*Brief*.
A partial copy is required: transcribe exactly the lines from the one containing "the backpack shoulder" through the last line below, without any pictures.

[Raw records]
+---+
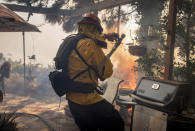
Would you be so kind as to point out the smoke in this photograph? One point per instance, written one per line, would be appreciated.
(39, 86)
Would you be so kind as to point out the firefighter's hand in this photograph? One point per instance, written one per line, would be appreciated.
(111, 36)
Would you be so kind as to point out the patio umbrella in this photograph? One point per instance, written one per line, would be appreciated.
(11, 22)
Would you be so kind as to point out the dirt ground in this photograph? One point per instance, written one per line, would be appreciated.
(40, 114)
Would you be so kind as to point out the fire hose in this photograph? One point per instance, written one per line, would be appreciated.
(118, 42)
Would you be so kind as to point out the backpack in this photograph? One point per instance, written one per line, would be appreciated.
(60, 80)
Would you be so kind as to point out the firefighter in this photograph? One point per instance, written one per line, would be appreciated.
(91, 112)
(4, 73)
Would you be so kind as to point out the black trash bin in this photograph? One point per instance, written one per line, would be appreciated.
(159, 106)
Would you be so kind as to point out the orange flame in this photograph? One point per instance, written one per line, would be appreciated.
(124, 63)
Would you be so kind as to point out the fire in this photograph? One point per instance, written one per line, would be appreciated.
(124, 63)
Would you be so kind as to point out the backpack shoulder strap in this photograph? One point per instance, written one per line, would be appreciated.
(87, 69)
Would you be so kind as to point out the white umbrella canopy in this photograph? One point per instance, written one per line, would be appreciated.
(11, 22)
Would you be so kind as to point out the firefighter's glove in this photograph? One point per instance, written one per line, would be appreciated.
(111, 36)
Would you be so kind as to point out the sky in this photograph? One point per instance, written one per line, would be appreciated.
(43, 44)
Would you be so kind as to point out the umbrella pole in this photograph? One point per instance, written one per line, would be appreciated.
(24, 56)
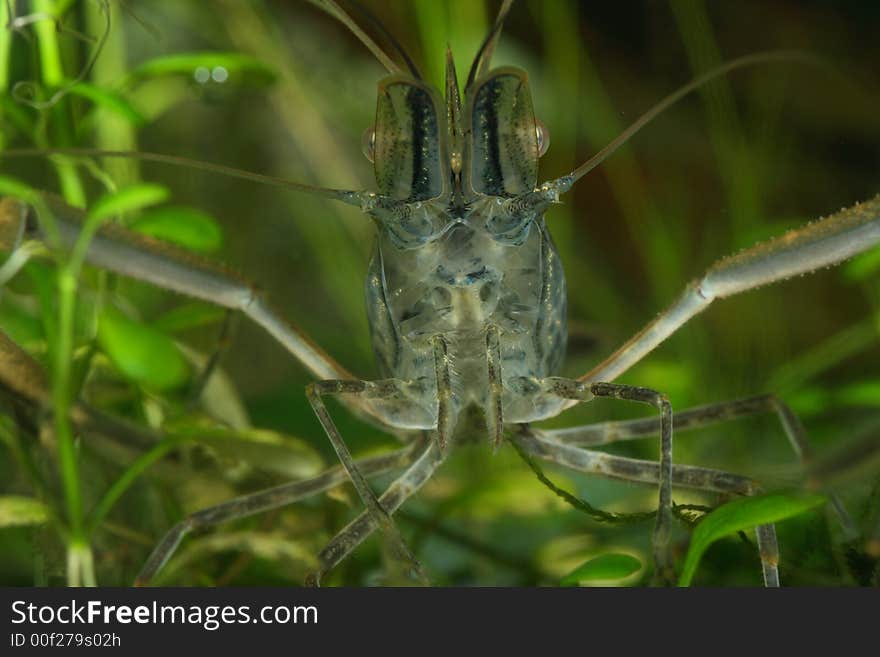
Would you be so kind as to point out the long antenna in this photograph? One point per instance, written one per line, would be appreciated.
+---+
*Output of the exercise*.
Would you be so kind as to point out the backpack shoulder strap in this photograph? One point per instance, written one per line, would be appreciated.
(87, 69)
Would you be so kind as to point out the white umbrella canopy in this photograph? One point per instance, written one per line, would be appreciated.
(11, 22)
Would you be so kind as to point out the firefighter's glove in this photograph? One point per instance, written one per line, would be appreciated.
(111, 36)
Would you be so kind as to point out the sky in this photograph? One point per instance, written one per line, would be appreciated.
(43, 44)
Would you be so kind as to point out the umbrella pole in this photograph? One point per instance, written one per line, would be appreciated.
(24, 56)
Would you be so kind as to point out the long antenna in this photograph? One point per instance, written one per line, would be appreciated.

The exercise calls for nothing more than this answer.